SOURCE TEXT —
Looks like there are some challenges but Chinese banks could do a bought deal on JB&ZJMY for the listing to NASDAQ according to this article.

http://www.nasdaq.com/article/china-banks-miss-out-on-us-investment-banking-bonanza-20170426-00028

By Koh Gui Qing
NEW YORK, April 26 (Reuters) - As scores of investment
bankers profit from the fee bonanza offered by Chinese companies
hunting for deals in the United States, one group is
conspicuously absent - Chinese banks.

Despite their deep ties with Chinese firms, the country's
largest state-owned banks are missing out on the hundreds of
millions of dollars that Wall Street banks and their European
rivals earn advising Chinese companies on acquisitions and share
and debt sales.
What is holding the banks back is the way Beijing controls
the top lenders to manage the supply of credit to the Chinese
economy.
Industrial and Commercial Bank of China <601398.SS>
<1398.HK>, Bank of China <601988.SS> <3988.HK>, Agricultural
Bank of China <601288.SS> <1288.HK>, and China Construction Bank
<601939.SS> <0939.HK> all have China's sovereign wealth fund,
China Investment Corp (CIC) [CIC.UL], as the main shareholder.
U.S. rules require the controlling shareholder - or CIC in
this instance - to seek Federal Reserve clearance for investment
banking operations.
This poses a big hurdle to Chinese banks as
they would need to coordinate their applications despite having
separate managements and strategies, said a banker with a
Chinese lender in New York. He declined to be named due to
sensitivity of the matter.
The setup means the four banks are only as strong as their
weakest link and two of them come with significant baggage,
having drawn Fed scrutiny over enforcement of anti-money
laundering laws.
The Federal Reserve declined to comment and the CIC and the
"big four" banks were not immediately available for comment.
"We've hit a bottleneck," said another banker at a Chinese
lender in New York. "As a commercial bank, we've done all we are
meant to do. Why don't we become an investment bank ourselves?"
Without changes that would allow Chinese banks to act
independently, or an agreement with the Fed to make an exception
for them, those keen to expand in the United States will be in a
limbo, that banker said.

MATERIAL SHOWN —
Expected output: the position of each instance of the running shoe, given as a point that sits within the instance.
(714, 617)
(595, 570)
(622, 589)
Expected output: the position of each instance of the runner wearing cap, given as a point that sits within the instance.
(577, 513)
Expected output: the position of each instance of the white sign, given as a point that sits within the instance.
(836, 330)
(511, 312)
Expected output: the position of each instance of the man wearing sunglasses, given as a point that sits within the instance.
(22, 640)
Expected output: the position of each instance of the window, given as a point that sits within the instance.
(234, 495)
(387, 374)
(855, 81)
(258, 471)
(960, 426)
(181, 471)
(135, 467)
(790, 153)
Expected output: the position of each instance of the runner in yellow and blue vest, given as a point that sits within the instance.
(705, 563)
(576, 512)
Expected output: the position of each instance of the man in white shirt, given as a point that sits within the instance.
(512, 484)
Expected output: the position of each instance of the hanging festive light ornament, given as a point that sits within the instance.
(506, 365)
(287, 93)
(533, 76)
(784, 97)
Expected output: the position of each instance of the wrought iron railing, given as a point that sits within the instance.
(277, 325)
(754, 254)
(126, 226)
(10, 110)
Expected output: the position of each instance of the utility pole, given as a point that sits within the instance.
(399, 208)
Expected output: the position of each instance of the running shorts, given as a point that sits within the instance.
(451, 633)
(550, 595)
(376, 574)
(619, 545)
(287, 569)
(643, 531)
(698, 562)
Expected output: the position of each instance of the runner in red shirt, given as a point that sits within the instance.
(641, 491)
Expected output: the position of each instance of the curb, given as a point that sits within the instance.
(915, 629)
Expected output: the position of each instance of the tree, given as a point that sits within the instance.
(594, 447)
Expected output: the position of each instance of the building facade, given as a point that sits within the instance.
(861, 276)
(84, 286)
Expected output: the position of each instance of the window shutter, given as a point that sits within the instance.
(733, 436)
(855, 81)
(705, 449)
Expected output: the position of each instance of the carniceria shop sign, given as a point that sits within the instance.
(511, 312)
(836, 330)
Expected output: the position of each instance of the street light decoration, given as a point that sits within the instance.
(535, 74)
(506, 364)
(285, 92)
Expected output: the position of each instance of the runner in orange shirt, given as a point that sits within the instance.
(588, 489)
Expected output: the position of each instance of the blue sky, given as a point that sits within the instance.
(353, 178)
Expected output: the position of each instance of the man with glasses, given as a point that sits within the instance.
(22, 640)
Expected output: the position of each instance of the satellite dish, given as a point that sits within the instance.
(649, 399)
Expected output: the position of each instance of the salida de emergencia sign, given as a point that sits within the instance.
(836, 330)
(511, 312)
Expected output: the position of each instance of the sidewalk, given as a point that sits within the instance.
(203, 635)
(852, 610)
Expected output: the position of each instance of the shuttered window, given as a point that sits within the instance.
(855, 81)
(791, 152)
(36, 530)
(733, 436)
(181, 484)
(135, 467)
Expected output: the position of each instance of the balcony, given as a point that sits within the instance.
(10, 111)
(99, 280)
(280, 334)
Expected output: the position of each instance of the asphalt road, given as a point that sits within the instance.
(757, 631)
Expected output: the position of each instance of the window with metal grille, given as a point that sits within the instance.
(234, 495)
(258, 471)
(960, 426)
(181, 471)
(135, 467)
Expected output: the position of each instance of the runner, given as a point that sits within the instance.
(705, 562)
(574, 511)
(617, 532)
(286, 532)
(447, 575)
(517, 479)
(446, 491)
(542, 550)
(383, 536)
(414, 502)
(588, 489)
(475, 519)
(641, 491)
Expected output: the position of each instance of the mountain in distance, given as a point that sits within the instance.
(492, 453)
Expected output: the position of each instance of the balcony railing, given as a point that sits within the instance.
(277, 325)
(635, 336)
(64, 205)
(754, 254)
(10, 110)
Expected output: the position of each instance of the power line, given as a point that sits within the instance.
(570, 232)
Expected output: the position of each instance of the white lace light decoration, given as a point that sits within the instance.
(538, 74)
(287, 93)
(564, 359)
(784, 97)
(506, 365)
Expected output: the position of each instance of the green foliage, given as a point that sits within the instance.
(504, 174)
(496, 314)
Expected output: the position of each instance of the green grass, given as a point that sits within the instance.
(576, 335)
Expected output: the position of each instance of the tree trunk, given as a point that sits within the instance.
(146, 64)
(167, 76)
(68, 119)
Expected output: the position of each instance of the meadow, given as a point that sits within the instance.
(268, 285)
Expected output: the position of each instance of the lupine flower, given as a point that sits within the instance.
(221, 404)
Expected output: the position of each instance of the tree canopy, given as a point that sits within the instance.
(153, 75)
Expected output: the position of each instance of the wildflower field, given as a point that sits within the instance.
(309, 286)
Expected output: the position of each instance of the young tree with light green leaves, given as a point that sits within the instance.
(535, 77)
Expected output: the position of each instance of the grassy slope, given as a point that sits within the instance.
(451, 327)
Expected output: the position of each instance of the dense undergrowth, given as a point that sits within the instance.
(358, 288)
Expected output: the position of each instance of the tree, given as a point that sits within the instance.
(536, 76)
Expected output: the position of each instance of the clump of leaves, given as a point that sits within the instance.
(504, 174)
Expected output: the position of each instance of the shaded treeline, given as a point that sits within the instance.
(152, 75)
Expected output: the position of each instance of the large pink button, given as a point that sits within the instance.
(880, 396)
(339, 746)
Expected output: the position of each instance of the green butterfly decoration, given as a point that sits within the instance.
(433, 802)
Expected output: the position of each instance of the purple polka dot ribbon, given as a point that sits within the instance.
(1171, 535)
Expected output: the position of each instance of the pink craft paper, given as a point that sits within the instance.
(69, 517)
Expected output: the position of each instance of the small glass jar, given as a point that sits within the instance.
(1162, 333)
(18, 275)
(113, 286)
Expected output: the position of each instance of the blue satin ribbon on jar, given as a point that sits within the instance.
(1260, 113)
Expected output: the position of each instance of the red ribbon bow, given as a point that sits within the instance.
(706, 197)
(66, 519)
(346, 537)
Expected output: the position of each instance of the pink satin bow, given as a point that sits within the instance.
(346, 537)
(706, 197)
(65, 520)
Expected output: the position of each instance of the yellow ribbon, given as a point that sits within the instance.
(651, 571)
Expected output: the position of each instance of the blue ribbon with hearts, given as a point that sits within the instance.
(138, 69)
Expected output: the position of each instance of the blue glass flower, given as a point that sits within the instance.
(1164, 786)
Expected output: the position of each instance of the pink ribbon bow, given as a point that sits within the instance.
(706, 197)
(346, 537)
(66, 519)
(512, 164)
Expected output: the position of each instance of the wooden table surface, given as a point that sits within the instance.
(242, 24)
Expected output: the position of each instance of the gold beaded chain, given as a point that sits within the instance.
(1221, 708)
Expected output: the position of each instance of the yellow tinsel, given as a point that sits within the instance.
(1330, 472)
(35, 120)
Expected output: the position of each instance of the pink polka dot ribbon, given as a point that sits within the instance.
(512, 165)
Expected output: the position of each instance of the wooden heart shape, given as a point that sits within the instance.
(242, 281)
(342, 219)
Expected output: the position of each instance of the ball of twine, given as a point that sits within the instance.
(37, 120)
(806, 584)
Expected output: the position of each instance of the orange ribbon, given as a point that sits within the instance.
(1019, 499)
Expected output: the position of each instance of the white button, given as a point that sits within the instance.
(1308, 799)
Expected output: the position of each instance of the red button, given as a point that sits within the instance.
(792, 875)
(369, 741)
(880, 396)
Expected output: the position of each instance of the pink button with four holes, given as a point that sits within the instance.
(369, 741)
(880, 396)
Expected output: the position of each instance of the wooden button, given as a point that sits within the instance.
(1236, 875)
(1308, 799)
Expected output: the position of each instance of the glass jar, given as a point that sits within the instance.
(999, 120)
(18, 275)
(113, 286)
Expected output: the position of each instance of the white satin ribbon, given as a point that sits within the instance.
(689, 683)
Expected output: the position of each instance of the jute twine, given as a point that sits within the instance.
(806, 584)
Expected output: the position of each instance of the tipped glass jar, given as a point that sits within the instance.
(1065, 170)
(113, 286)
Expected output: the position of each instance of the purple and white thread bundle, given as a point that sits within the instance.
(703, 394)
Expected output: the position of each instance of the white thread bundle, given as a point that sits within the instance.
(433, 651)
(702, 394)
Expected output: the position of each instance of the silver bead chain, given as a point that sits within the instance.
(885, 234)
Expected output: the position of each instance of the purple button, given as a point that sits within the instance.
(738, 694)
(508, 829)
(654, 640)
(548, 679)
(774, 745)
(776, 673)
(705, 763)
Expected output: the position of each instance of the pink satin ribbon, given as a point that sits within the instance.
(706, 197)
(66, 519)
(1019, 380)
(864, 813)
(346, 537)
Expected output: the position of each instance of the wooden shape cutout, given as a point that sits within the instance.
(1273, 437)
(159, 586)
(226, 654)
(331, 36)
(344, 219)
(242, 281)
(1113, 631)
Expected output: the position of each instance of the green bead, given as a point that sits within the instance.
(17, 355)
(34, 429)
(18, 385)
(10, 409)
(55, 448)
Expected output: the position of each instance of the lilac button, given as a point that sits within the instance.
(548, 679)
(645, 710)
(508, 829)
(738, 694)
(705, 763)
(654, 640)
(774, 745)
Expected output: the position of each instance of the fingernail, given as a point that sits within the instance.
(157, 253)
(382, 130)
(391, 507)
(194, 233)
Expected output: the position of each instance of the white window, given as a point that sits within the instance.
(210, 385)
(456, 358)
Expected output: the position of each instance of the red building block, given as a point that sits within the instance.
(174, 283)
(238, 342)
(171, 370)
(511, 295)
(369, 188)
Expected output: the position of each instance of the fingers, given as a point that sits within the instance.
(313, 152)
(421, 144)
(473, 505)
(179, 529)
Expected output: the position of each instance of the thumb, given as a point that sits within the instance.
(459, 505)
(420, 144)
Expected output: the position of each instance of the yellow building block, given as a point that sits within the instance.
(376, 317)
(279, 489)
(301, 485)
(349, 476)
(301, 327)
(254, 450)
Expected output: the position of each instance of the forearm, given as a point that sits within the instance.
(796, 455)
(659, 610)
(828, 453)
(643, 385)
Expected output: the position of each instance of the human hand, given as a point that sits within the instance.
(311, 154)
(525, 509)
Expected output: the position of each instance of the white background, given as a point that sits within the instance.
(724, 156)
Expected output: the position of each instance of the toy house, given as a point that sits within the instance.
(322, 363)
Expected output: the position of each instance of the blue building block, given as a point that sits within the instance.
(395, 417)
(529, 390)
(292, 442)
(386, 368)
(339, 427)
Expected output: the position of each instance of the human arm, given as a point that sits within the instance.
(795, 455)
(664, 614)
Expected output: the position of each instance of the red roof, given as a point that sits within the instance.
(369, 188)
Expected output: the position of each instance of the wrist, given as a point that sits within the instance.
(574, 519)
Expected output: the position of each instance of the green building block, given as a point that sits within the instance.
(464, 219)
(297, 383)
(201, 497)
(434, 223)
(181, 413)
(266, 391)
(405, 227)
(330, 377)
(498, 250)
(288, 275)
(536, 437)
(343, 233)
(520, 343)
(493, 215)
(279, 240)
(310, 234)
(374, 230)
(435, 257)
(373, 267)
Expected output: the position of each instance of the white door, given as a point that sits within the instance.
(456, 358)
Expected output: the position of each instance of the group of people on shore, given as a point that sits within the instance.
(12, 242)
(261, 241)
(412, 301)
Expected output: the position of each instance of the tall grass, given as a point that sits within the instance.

WHAT IS NEEDED — Reproduce the passage of the text on Chinese banks from "The setup means" up to and including "available for comment.".

ANSWER TO THIS TASK —
The setup means the four banks are only as strong as their
weakest link and two of them come with significant baggage,
having drawn Fed scrutiny over enforcement of anti-money
laundering laws.
The Federal Reserve declined to comment and the CIC and the
"big four" banks were not immediately available for comment.